═══ Extrait choisi ═══

Michael Esfeld, philosophe allemand des sciences, s’efforce de montrer, dans son dernier ouvrage, que les lois déterministes et les explications naturelles ne vont pas à l’encontre du libre arbitre humain, contrairement à ce que pensent beaucoup d’« intellectuels post-modernes ».
C’est un livre philosophiquement rafraîchissant que publie EPFL Press : « Sciences et liberté. L’image scientifique du monde et le statut des personnes ». Il est particulièrement bienvenu à un moment où la tension entre science et croyance prend des allures de guerres de tranchées.
Son auteur, Michael Esfeld, se dit « engagé en faveur du réalisme scientifique », position philosophique selon laquelle « la science révèle la constitution du monde naturel », ce que, en tant qu’« entreprise humaine, elle est seule en mesure de faire ».
Les moyens de la science sont bien connus : l’objectivité, la systématicité et la confirmation par l’expérience. Mais si elle formule ses résultats en termes de lois universelles et déterministes, cela n’implique pas pour autant qu’elles entrent en conflit avec le libre arbitre humain. Telle est du moins l'affirmation du philosophe allemand.
Le vieux débat esprit/matière
Qui plus est, ajoute-t-il, ces lois scientifiques impliquent, d’une certaine façon, cette liberté. En effet, « la conceptualisation, l’approbation, la mise à l’épreuve et la justification de toute théorie, scientifique ou autre, présupposent la liberté des personnes de se forger leur propre opinion sur ce qu’il faut croire et sur la façon dont il faut agir, compte tenu des apports reçus du monde ».
Je résume ce livre en ces quelques phrases, mais Michael Esfeld développe son raisonnement de façon richement argumentée, complexe et plutôt abstraite. Ce qui fait que ce livre s’adresse surtout aux personnes familières des grandes théories cognitives passées et actuelles (atomisme, mécanique quantique, fonctionnalisme, Humeanisme, etc.).
En fait, il revisite le vieux débat esprit/matière et rejoint d’une certaine façon le dualisme cartésien, mais par une approche différente de celle du philosophe français : « Il faut un dualisme entre la matière en mouvement et les personnes qui sont toutes les deux des primitives ontologiques ».
Matérialisme versus idéalisme
C’est là sa proposition. Plutôt que de dire « Il n’y a que la réalité physique (matérialisme, science) » ou « Il n’y a que la réalité spirituelle (idéalisme, liberté) », nous pouvons concevoir que les deux réalités, science et liberté, « s’entremêlent », car elles sont toutes deux premières ontologiquement.
Esfeld part de la distinction effectuée par le philosophe américain Wilfrid Sellars entre l’image scientifique du monde et l’image manifeste du monde.

═══ Matériel fourni ═══

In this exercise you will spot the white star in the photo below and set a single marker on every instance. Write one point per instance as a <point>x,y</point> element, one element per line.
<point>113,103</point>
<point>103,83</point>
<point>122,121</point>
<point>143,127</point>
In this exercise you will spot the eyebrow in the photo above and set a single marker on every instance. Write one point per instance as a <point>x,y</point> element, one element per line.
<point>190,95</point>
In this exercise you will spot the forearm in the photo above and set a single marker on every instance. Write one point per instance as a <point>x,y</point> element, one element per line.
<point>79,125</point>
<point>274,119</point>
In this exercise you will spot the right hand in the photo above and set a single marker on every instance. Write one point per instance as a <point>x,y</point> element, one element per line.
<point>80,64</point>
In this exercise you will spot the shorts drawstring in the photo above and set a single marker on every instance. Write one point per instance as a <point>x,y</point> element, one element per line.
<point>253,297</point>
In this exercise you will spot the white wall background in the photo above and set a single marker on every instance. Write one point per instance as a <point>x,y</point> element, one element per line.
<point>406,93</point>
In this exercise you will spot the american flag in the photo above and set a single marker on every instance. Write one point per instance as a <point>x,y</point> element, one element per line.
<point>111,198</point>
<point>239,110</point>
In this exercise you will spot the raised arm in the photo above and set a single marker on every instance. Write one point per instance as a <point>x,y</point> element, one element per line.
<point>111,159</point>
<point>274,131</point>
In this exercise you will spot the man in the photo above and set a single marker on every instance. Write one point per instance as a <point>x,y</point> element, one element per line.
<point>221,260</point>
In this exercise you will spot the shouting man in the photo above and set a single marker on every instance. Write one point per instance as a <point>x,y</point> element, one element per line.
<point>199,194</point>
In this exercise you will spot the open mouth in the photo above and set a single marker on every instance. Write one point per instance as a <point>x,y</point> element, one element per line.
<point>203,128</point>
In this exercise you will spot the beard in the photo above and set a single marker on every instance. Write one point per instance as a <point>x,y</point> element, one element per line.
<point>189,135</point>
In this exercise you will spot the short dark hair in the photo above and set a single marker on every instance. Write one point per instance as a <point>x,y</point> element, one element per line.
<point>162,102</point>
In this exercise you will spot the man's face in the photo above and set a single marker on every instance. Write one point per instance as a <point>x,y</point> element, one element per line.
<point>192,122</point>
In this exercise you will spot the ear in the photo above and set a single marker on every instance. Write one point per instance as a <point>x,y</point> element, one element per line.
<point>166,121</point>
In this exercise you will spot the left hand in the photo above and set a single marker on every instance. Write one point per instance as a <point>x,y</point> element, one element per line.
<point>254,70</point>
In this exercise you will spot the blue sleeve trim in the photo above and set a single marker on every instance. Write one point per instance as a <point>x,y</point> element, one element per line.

═══

● **Consignes de l'exercice**
1) D'après le compte rendu de « Sciences et liberté » :
(a) Quelle maison d'édition publie le livre ?
(b) Quels sont les trois moyens de la science ?
(c) Entre quelles deux images du monde le philosophe américain Wilfrid Sellars fait-il une distinction ?
2) Reprenez le compte rendu de « Sciences et liberté » après sa dernière phrase et poursuivez-le.

● **Réponses aux questions**
1)
(a) EPFL Press.
(b) L'objectivité, la systématicité et la confirmation par l'expérience.
(c) L'image scientifique du monde et l'image manifeste du monde.

2)
L’image scientifique est descriptive mais incomplète. Car, même si l’on admet que l’image scientifique dit la vérité sur le monde, cette image fait « abstraction des traits qui caractérisent les personnes. (…) [Or] toute théorie scientifique présuppose la liberté de personnes humaines dans la formation des concepts, la construction et la justification des théories ».
L’image manifeste, elle, place l’homme au centre, l’homme qui « crée de la signification et donc des règles pour la pensée et l’action ». Et donc aussi des règles pour définir ce qui est cognitivement acceptable ou non. Elle est donc préalable à l’image scientifique du monde.
Deux visions également « primitives »
Les deux manières de se représenter l'homme dans le monde sont fondamentales, « primitives ». Elles ont toutes les deux caractère d’« ontologie » (ce qui est). Aucune ne peut prévaloir sur l’autre. Elles sont chacune indispensables à l’élaboration de toute vision du monde et sont finalement complémentaires. Et elles sont chacune antérieures l’une par rapport à l’autre. Ce qui fait de l’homme un producteur de sens parfaitement libre à l’œuvre dans un cadre complètement déterministe. C'est du moins la conclusion que je m'autorise à formuler à la lecture du livre.
Par ailleurs, le biais employé par le scientisme pour refuser la moindre liberté à l’homme est, dans ce contexte, un « paralogisme naturaliste » : il tente abusivement de déduire des normes à partir des faits.
D'évidence, il est impossible de décrire des faits sans avoir des normes de construction de ces faits. Ces règles et ces normes « établies dans ces pratiques ne sont déterminées par rien de physique. Elles ne surviennent pas au physique et ne sont pas impliquées par la description physique du monde ».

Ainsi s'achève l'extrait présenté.